- EXCERPTED TEXT -

** begin **

The corollary of the above problematic, i.e., the lack of a diplomatic consensus between the US and the major nations of Europe and China, is that conventional diplomacy in this confrontation between the intransigent leadership of Iran and the leaderships of the US and the EU, cannot play a crucial role in stopping Iran from accumulating nuclear weapons. Hence, the US will be compelled tragically to use the cruel and violent means of war against Iran if it’s seriously concerned that Ahmadinejad armed with nuclear weapons will be a real and a deadly threat to Western civilization. But while “consensus diplomacy” will be absent, diplomacy will not cease, as it will be replaced by the “soloist” hyperactive and bellicose diplomacy of the Americans. While the date of the latter’s military attack against Iran will not be identified, the reality of such an attack will be forcefully announced by the US government, so that it will leave no doubt about its consummation in the hearing of the Iran leadership. However, before such an attack occurs, this “armed diplomacy” of the US will make quite clear to the Ahmadinejad regime that it will not only be targeting its nuclear plants, but, also, its political, religious, and military leadership aiming at its elimination. This “kiss of death” diplomacy forcefully pressed on the foreheads of this triangular leadership of Iran has a great potential of sowing the seeds of division in its ranks with the result of ousting the radicals of Ahmadinejad and replace them with moderates, who would be keen to accept the injunctions of this armed diplomacy.

** end **

- INFORMATION SUPPLIED -
** begin **

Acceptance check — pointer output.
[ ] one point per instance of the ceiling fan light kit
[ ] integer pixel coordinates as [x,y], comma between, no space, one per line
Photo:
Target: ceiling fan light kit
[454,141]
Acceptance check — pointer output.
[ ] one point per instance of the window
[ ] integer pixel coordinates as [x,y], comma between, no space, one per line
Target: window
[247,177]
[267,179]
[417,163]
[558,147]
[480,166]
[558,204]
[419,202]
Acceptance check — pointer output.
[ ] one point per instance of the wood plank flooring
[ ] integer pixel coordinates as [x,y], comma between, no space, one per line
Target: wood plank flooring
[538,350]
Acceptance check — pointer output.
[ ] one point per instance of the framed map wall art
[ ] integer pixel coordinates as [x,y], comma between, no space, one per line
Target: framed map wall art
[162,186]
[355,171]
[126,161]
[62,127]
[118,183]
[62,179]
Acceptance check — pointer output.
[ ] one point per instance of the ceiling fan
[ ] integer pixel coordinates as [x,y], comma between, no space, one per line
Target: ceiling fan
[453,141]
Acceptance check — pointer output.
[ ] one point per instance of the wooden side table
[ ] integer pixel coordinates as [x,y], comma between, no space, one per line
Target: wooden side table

** end **
** begin **

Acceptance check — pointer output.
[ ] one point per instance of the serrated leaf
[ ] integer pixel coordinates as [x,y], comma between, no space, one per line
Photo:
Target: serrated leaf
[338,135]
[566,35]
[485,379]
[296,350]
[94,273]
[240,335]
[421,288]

** end **
** begin **

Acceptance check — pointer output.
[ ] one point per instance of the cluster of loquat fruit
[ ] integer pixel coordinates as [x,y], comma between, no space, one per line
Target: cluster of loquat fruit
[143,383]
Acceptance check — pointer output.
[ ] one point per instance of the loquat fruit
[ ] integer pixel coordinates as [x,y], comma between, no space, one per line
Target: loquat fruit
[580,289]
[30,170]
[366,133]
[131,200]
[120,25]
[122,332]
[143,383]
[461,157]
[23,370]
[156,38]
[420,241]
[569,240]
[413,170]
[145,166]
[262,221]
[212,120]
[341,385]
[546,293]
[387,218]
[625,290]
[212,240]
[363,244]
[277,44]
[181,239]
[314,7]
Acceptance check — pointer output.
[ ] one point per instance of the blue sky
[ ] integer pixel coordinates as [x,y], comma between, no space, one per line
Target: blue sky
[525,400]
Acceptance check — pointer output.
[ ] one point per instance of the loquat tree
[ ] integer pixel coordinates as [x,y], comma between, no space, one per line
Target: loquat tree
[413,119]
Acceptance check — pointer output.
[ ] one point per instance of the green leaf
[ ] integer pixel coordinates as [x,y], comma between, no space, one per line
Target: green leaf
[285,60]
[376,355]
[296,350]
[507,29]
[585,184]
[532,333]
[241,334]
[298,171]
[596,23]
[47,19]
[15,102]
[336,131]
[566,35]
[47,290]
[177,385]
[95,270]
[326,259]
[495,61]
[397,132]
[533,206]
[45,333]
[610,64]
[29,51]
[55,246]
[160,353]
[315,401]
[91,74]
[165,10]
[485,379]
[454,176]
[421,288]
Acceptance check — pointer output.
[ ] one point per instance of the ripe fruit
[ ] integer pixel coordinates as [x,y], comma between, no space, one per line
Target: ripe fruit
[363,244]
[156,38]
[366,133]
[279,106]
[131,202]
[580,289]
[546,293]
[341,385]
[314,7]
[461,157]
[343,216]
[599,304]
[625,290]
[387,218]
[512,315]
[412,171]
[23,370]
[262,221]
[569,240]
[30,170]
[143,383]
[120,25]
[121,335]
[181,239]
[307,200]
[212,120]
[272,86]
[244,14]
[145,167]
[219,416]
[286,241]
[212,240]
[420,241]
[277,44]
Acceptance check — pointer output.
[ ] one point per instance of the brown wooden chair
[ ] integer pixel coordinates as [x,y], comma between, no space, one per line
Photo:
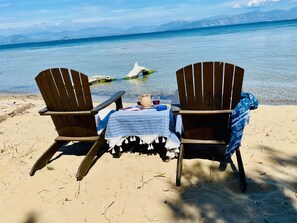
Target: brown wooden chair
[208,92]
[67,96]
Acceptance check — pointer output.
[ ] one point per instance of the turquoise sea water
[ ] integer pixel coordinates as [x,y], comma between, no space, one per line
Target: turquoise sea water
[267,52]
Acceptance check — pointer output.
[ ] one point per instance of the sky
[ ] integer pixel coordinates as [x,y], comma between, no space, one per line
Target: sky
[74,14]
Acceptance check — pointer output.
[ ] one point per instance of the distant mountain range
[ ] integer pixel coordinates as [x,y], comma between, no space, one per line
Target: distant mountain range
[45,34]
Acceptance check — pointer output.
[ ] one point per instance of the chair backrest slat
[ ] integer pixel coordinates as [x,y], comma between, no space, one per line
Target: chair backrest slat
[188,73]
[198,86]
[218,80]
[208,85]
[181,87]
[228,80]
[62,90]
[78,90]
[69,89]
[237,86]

** end **

- EXERCISE DIRECTIONS -
Answer these questions using the excerpt on US diplomacy toward Iran.
1. What will replace "consensus diplomacy" once it is absent?
2. Besides Iran's nuclear plants, what will the US "armed diplomacy" say it is targeting?
3. Who could replace the radicals of Ahmadinejad?
The material is from another source than the excerpt on US diplomacy toward Iran.

- SOLUTION FOR THIS PROBLEM -
1. The "soloist," hyperactive and bellicose diplomacy of the Americans.
2. Iran's political, religious, and military leadership, with the aim of eliminating it.
3. Moderates who would be keen to accept the injunctions of the armed diplomacy.